Exercise details: In the data that follows, find each line containing "woman" and copy it.
—————
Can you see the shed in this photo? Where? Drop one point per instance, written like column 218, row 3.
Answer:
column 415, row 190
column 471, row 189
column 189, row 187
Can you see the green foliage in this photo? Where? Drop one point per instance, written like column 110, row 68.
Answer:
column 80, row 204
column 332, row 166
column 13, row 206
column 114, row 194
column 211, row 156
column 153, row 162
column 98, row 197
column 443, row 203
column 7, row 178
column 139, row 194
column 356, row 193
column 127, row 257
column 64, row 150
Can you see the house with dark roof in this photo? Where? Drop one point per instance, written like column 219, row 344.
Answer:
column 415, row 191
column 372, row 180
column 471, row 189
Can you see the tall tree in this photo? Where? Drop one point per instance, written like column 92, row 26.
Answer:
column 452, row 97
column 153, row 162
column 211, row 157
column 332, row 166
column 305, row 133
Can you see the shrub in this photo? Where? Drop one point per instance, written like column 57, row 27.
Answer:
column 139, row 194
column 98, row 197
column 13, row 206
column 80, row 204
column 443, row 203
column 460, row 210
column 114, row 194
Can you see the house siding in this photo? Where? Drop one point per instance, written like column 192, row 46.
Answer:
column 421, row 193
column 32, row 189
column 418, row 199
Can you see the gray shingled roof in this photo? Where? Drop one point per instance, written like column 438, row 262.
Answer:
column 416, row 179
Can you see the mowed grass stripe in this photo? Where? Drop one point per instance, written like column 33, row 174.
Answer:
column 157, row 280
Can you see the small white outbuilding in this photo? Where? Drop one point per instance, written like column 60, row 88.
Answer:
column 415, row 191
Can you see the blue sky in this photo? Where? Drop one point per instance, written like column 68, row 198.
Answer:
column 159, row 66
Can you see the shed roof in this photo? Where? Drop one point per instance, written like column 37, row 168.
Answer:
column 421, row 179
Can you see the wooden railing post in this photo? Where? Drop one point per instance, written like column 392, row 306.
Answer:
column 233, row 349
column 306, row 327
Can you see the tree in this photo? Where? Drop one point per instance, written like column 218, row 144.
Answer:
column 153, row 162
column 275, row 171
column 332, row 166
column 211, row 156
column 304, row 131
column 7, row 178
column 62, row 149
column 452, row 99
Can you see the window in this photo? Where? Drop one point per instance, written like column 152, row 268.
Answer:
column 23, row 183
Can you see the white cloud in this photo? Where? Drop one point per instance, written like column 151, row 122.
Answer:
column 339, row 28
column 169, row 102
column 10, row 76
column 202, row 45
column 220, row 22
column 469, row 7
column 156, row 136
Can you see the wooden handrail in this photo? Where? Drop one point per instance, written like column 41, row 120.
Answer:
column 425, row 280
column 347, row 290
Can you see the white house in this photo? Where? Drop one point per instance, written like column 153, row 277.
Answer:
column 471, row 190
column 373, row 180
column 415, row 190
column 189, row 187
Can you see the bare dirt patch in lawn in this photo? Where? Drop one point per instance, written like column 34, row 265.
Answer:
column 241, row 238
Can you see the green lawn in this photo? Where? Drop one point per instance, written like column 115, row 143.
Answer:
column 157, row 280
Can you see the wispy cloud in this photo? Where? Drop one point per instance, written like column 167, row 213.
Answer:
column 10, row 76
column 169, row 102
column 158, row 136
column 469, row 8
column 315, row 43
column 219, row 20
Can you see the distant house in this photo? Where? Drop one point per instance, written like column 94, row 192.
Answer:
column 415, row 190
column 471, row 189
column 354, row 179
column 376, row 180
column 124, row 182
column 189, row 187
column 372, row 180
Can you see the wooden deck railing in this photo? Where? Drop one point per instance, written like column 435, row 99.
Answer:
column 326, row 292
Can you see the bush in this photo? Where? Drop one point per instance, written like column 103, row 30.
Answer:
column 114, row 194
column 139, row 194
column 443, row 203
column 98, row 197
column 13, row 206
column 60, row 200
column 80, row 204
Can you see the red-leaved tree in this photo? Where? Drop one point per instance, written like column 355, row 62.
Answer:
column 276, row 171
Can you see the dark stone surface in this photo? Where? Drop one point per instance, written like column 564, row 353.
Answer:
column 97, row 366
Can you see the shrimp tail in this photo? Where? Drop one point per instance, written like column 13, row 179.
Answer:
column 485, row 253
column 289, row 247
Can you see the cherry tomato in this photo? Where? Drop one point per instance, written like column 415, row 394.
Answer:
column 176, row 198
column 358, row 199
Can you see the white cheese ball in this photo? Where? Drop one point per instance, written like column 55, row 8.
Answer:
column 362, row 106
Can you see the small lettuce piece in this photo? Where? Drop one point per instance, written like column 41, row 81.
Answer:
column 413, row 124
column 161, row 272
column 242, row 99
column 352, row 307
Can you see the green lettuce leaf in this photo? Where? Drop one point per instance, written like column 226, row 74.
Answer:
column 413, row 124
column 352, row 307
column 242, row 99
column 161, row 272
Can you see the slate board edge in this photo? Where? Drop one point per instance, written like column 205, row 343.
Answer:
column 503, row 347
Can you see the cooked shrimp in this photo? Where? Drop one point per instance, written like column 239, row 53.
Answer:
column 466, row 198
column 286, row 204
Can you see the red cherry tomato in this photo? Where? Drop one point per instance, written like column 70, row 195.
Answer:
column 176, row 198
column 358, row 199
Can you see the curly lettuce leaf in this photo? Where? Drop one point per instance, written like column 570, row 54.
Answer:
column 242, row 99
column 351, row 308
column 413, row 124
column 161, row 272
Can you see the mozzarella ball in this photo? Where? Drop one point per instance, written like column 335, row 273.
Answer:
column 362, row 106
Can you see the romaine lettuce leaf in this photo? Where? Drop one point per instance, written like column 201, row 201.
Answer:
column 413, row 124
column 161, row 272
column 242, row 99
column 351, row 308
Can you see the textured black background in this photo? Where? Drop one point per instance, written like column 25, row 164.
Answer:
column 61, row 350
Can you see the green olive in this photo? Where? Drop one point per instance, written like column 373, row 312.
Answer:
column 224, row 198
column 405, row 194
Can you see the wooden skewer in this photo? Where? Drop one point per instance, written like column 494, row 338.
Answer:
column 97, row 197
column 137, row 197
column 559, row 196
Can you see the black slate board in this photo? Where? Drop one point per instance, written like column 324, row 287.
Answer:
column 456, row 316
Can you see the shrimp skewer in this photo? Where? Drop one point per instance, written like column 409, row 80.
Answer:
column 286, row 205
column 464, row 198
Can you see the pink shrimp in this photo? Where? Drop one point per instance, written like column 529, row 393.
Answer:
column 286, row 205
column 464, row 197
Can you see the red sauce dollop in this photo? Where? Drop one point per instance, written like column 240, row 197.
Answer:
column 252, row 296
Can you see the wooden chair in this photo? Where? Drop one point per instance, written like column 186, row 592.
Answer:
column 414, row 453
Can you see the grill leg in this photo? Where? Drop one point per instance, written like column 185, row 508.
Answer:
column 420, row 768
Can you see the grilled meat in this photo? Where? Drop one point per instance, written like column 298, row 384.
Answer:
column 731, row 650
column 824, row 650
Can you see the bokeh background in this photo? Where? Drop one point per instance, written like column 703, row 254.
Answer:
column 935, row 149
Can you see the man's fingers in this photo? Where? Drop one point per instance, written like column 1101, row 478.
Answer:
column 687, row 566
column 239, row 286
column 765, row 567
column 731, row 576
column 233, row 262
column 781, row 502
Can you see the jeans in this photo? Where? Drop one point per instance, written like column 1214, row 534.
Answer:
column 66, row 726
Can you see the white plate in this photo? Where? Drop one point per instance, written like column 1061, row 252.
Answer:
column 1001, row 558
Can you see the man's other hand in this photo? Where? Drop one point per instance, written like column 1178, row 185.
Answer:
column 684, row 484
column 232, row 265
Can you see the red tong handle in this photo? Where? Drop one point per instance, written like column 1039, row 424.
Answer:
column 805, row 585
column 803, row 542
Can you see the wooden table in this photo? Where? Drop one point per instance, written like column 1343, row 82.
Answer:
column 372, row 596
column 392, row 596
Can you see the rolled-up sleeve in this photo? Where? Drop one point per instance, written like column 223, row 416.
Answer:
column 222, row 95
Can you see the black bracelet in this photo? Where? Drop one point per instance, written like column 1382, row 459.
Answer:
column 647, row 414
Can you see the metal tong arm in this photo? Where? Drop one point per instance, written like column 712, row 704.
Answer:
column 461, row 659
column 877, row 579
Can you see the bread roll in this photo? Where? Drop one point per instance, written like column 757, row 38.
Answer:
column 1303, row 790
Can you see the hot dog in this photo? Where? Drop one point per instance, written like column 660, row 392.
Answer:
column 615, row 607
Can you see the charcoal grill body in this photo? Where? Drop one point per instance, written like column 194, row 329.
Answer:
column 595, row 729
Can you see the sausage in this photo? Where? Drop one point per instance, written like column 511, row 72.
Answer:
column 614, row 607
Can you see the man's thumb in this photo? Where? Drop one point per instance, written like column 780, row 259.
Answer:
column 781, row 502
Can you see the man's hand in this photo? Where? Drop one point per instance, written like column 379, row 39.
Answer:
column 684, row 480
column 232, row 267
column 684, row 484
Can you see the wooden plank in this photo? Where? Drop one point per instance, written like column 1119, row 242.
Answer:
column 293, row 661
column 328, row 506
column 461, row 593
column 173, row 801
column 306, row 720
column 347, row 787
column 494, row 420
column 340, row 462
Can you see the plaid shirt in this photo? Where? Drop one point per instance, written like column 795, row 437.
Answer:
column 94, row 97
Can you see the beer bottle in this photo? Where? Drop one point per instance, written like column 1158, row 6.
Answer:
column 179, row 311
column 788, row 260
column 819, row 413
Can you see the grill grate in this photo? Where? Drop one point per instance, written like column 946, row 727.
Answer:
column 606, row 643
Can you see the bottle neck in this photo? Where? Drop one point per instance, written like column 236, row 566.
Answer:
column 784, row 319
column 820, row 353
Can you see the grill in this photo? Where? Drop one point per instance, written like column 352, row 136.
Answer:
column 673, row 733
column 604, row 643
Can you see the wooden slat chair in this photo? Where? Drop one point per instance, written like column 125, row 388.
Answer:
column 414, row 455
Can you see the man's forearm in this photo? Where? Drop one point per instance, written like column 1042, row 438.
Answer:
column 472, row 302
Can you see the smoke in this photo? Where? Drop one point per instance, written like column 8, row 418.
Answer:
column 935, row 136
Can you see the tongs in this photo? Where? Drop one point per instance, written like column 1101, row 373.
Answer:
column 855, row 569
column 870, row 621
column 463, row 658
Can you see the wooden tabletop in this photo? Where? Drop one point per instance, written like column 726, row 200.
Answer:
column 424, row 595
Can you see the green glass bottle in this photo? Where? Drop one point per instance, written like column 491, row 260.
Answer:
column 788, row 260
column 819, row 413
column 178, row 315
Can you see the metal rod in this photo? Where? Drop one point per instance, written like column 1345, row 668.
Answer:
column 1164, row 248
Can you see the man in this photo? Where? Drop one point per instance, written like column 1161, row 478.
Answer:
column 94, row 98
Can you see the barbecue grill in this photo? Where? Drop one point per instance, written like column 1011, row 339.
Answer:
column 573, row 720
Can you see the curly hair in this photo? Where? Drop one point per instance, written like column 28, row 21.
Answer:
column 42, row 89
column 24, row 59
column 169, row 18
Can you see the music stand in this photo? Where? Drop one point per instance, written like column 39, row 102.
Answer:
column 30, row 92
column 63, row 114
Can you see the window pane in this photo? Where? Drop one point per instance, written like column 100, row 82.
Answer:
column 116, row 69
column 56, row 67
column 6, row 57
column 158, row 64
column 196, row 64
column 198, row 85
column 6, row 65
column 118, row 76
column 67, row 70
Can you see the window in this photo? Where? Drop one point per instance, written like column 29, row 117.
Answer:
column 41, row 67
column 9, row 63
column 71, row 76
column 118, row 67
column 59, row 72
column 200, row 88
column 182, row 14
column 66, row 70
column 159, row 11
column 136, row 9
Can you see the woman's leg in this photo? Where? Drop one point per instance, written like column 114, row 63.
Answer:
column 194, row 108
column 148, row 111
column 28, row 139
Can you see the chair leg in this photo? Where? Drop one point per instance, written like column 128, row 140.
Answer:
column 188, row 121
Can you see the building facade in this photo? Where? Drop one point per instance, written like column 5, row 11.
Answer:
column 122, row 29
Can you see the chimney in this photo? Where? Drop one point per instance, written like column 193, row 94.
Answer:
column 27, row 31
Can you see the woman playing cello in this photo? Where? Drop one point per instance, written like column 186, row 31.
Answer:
—————
Output:
Can you see the woman's leg in this photo? Where? Drop one point per instance, written like column 114, row 63.
Can you see the woman playing cello in this photo? Where? Drop one point per instance, written like column 186, row 31.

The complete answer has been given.